> [Records contained in a dataset]:
□ □ □ □ □

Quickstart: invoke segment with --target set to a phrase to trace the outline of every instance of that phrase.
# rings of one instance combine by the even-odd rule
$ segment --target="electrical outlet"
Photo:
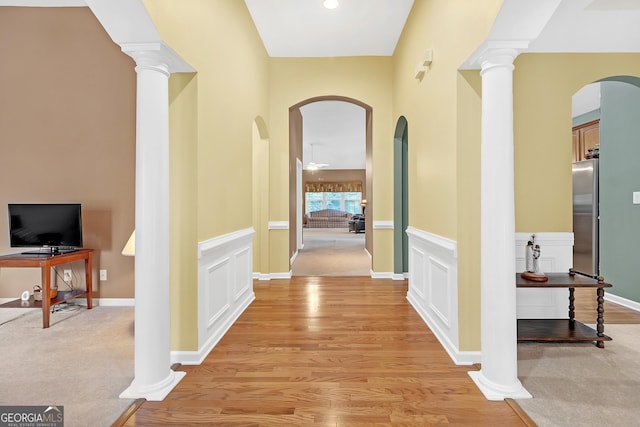
[[[100,270],[100,280],[107,280],[107,270]]]
[[[64,270],[63,273],[63,280],[65,281],[65,283],[71,283],[71,270]]]

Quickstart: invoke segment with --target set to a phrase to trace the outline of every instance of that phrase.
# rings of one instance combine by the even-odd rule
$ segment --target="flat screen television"
[[[67,253],[82,247],[79,203],[10,203],[9,245],[28,254]]]

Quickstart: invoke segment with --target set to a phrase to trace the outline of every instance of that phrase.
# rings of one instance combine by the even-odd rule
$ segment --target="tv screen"
[[[80,204],[9,204],[9,244],[12,248],[81,248]]]

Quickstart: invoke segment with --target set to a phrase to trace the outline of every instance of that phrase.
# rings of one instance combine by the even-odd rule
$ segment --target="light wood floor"
[[[124,425],[530,422],[512,402],[484,398],[467,374],[478,366],[451,362],[408,304],[406,281],[294,277],[255,281],[254,290],[204,363],[180,367],[187,376],[169,396],[142,403]],[[595,323],[595,291],[575,296],[576,318]],[[640,323],[640,313],[605,302],[605,333],[607,322]]]
[[[613,284],[615,287],[615,283]],[[567,291],[568,292],[568,291]],[[568,295],[568,293],[567,293]],[[595,324],[598,317],[596,311],[597,300],[595,289],[576,289],[574,294],[576,307],[576,320],[582,323]],[[567,297],[567,307],[569,300]],[[567,308],[568,312],[568,308]],[[605,301],[604,302],[604,329],[607,333],[607,323],[640,323],[640,312],[628,309],[621,305]]]
[[[526,425],[488,401],[406,299],[406,281],[254,282],[256,301],[200,366],[127,426]]]

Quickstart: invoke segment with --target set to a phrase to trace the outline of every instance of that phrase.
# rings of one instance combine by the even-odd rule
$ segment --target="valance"
[[[347,182],[307,182],[304,185],[307,193],[342,193],[360,192],[362,193],[362,181]]]

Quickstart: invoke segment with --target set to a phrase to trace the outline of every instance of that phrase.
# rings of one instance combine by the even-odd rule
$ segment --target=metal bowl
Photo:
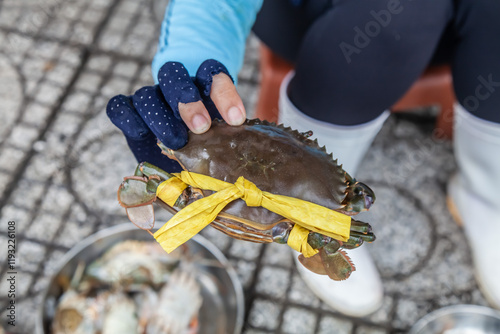
[[[43,293],[42,307],[38,312],[37,333],[50,333],[57,300],[62,294],[58,277],[71,277],[79,262],[90,263],[106,250],[124,240],[151,241],[149,234],[132,224],[122,224],[89,236],[73,247],[61,260],[59,271],[51,278]],[[239,334],[243,327],[243,289],[236,272],[222,252],[200,235],[188,241],[190,252],[197,259],[203,304],[199,315],[200,334]],[[203,263],[210,262],[210,265]],[[217,265],[214,266],[213,264]]]
[[[453,305],[420,319],[409,334],[498,334],[500,312],[484,306]]]

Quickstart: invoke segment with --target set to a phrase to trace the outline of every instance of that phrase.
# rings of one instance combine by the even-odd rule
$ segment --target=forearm
[[[171,0],[152,64],[155,81],[167,61],[180,61],[195,75],[209,58],[223,63],[236,79],[261,5],[262,0]]]

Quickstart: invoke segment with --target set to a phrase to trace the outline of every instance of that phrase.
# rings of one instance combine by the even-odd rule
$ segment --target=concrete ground
[[[83,238],[127,222],[116,201],[136,162],[104,109],[116,94],[152,84],[159,32],[152,0],[0,2],[0,309],[5,324],[9,221],[15,222],[16,326],[33,333],[41,291],[61,257]],[[258,95],[257,41],[249,40],[239,92]],[[382,275],[383,307],[365,318],[329,308],[305,287],[288,247],[202,234],[230,259],[245,291],[243,333],[406,332],[443,306],[487,305],[470,250],[445,205],[456,165],[433,138],[432,112],[391,115],[358,179],[377,203],[363,218]]]

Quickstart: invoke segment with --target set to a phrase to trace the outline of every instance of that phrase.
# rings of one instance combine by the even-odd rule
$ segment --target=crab
[[[198,262],[191,262],[188,245],[165,255],[156,242],[124,240],[88,266],[79,262],[55,307],[51,333],[197,333]]]
[[[349,216],[368,210],[375,201],[373,191],[343,170],[325,147],[309,138],[311,135],[311,131],[301,133],[257,119],[246,120],[237,127],[216,119],[206,133],[190,133],[188,144],[181,149],[172,150],[160,142],[158,145],[165,155],[189,172],[231,183],[243,176],[263,191],[309,201]],[[138,227],[145,230],[154,227],[155,201],[176,213],[212,193],[189,186],[169,206],[156,198],[156,188],[171,177],[172,174],[143,162],[134,176],[124,178],[118,200]],[[238,199],[227,205],[211,226],[240,240],[285,244],[294,223],[263,207],[249,207]],[[369,224],[352,219],[347,241],[310,232],[307,242],[318,252],[311,257],[300,254],[299,261],[316,274],[344,280],[355,270],[345,249],[374,240]]]

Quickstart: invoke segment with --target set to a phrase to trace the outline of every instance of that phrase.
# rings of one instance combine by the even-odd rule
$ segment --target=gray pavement
[[[0,2],[0,309],[5,324],[8,221],[16,229],[16,326],[33,333],[41,291],[61,257],[86,236],[127,222],[116,201],[135,167],[106,102],[152,84],[159,32],[153,0]],[[238,90],[258,94],[258,41],[248,42]],[[445,205],[456,166],[449,141],[433,138],[433,113],[391,115],[358,179],[377,202],[363,220],[383,277],[383,307],[365,318],[329,308],[305,287],[285,246],[202,234],[226,254],[245,291],[245,334],[404,333],[442,306],[487,305],[462,229]],[[162,214],[160,214],[161,218]],[[365,246],[364,246],[365,247]]]

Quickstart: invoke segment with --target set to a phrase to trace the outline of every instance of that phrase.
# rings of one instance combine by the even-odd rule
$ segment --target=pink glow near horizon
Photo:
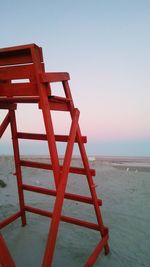
[[[133,140],[149,139],[150,125],[144,120],[139,121],[139,117],[134,112],[104,111],[103,107],[92,109],[90,116],[87,115],[87,106],[83,104],[81,110],[80,125],[83,135],[87,135],[89,140],[100,142],[109,140]],[[101,112],[102,110],[102,112]],[[112,107],[113,110],[113,107]],[[1,121],[6,112],[1,114]],[[56,134],[68,134],[70,128],[70,116],[68,113],[53,113],[54,130]],[[43,133],[44,123],[42,113],[36,105],[24,105],[17,111],[18,130],[26,132]],[[5,139],[7,137],[5,133]]]

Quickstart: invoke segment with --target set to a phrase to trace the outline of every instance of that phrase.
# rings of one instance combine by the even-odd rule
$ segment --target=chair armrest
[[[69,73],[67,72],[44,72],[40,75],[41,82],[63,82],[70,80]]]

□ □ □ □ □

> [Exercise prompt]: Output all of the entries once more, word for word, with the images removed.

> [Reply]:
Quickstart: invoke segment with --target set to a phrase to trace the outline of every instance of that phrase.
# rings of one instance combine by the even-odd rule
$ segment --target="electrical outlet"
Photo:
[[[100,270],[100,280],[107,280],[107,270]]]
[[[64,270],[63,273],[63,280],[65,281],[65,283],[71,283],[71,270]]]

Quickstart: invoke segment with --target set to a phrase to trace the outline of every instance of that phrase.
# rings of one instance combine by the even-odd rule
$ segment --target="flat screen television"
[[[67,253],[82,247],[79,203],[10,203],[9,245],[28,254]]]

Quickstart: invoke segment with --target set to a phrase to trace the outline of every instance of that phrase.
# rings of one instance combine by the even-odd rule
$ segment --target="tv screen"
[[[80,204],[9,204],[9,244],[12,248],[81,248]]]

Quickstart: invoke segment with --target set to a phrase to trace the outline of every instance of that phrase.
# rings of one instance combine by the even-odd rule
$ segment --target="light wood floor"
[[[124,425],[530,422],[512,402],[484,398],[467,374],[478,366],[451,362],[408,304],[406,281],[294,277],[255,281],[254,290],[204,363],[180,367],[187,376],[169,396],[142,403]],[[595,323],[595,291],[575,296],[576,318]],[[640,323],[640,313],[605,302],[605,333],[607,322]]]
[[[613,284],[615,287],[615,283]],[[567,291],[568,292],[568,291]],[[568,295],[568,293],[567,293]],[[595,324],[598,317],[596,311],[597,300],[595,289],[576,289],[574,294],[576,307],[576,320],[582,323]],[[567,297],[567,307],[569,300]],[[567,308],[568,312],[568,308]],[[605,301],[604,302],[604,329],[607,333],[607,323],[640,323],[640,312],[628,309],[621,305]]]
[[[526,425],[488,401],[406,299],[406,281],[254,282],[256,301],[200,366],[127,426]]]

Quickstart: invoke segment with --target set to a phrase to trace the outline of every instance of that phrase.
# rings of one instance combine by the even-odd rule
$ segment --target="valance"
[[[347,182],[307,182],[304,185],[307,193],[342,193],[360,192],[362,193],[362,181]]]

Quickstart: invoke segment with --target set to a phrase to trace the outline of every instance of that phrase.
# rings of one instance combine by the even-odd rule
$ segment --target=metal bowl
Photo:
[[[43,293],[42,307],[38,312],[37,333],[50,333],[57,300],[62,294],[58,277],[71,277],[79,262],[90,263],[106,250],[124,240],[151,241],[149,234],[132,224],[122,224],[89,236],[73,247],[61,260],[59,271],[51,278]],[[239,334],[243,327],[243,289],[236,272],[222,252],[200,235],[188,241],[190,252],[197,259],[203,304],[199,315],[200,334]],[[203,263],[210,262],[210,265]],[[217,265],[214,266],[213,264]]]
[[[453,305],[420,319],[409,334],[498,334],[500,312],[484,306]]]

Quickstart: invoke segment with --target set to a phrase to trace the outline of every instance of that phrase.
# rings of one instance combine by the even-odd rule
$ segment --target=forearm
[[[171,0],[152,64],[155,81],[167,61],[180,61],[195,75],[209,58],[223,63],[236,79],[261,5],[262,0]]]

Quickstart: invoke segment with --target set to a phrase to trace the outline of every instance of that phrase.
# rings of one instance combine by the even-odd rule
$ segment --target=concrete ground
[[[83,238],[127,222],[116,201],[136,162],[104,109],[116,94],[152,84],[159,32],[152,0],[0,2],[0,309],[5,324],[9,221],[15,222],[16,326],[33,333],[41,291],[61,257]],[[258,95],[257,41],[249,40],[239,92]],[[382,275],[383,307],[365,318],[329,308],[305,287],[288,247],[202,234],[230,259],[245,291],[243,333],[406,332],[443,306],[487,305],[470,250],[445,205],[456,165],[433,138],[432,112],[391,115],[358,179],[377,203],[363,218]]]

Quickstart: invoke segment with --target set to a phrase to trace the outline of every instance of that phrase.
# rings of one instance combine by the even-odd rule
$ segment --target=crab
[[[198,262],[191,262],[188,245],[165,255],[156,242],[124,240],[88,266],[79,262],[55,307],[51,333],[197,333]]]
[[[349,216],[368,210],[375,201],[373,191],[343,170],[325,147],[309,138],[311,135],[311,131],[301,133],[257,119],[246,120],[237,127],[216,119],[206,133],[190,133],[188,144],[181,149],[172,150],[160,142],[158,145],[165,155],[189,172],[231,183],[243,176],[263,191],[309,201]],[[138,227],[145,230],[154,227],[155,201],[176,213],[212,193],[189,186],[169,206],[156,198],[156,188],[171,177],[172,174],[143,162],[134,176],[124,178],[118,200]],[[238,199],[227,205],[211,226],[240,240],[285,244],[294,223],[263,207],[249,207]],[[369,224],[352,219],[347,241],[310,232],[307,242],[318,252],[311,257],[300,254],[299,261],[316,274],[344,280],[355,270],[345,249],[374,240]]]

Quickstart: invoke segment with --target set to a phrase to trace the outline of every instance of that phrase.
# rings of one instance combine by the even-odd rule
$ segment --target=gray pavement
[[[0,2],[0,309],[5,324],[8,221],[16,229],[16,326],[33,333],[41,291],[61,257],[86,236],[127,222],[116,201],[135,167],[106,102],[152,84],[159,32],[153,0]],[[238,90],[258,94],[258,41],[248,42]],[[445,205],[456,166],[449,141],[433,138],[433,113],[391,115],[358,179],[377,202],[363,220],[383,277],[383,307],[365,318],[329,308],[305,287],[285,246],[202,234],[226,254],[245,291],[245,334],[404,333],[442,306],[487,305],[462,229]],[[162,214],[160,214],[161,218]],[[365,246],[364,246],[365,247]]]

Quickstart: invoke segment with --target set to a phrase to trace the outline of every instance of that phrase.
# rings of one instance combine by the even-odd rule
$ segment --target=pink glow near horizon
Photo:
[[[133,140],[149,139],[150,125],[144,120],[139,121],[139,117],[134,112],[104,111],[103,107],[92,109],[90,116],[87,115],[87,106],[83,104],[81,110],[80,125],[83,135],[87,135],[89,140],[100,142],[109,140]],[[101,112],[102,110],[102,112]],[[112,107],[113,110],[113,107]],[[1,121],[6,112],[1,114]],[[56,134],[68,134],[70,128],[70,116],[68,113],[53,113],[54,130]],[[43,133],[44,123],[42,113],[36,105],[24,105],[17,111],[18,130],[26,132]],[[5,139],[7,137],[5,133]]]

Quickstart: invoke segment with --target set to a phrase to trace the outline of every instance of that phrase.
# rings of one instance combine by the even-odd rule
$ segment --target=chair armrest
[[[69,73],[67,72],[44,72],[40,75],[41,82],[63,82],[70,80]]]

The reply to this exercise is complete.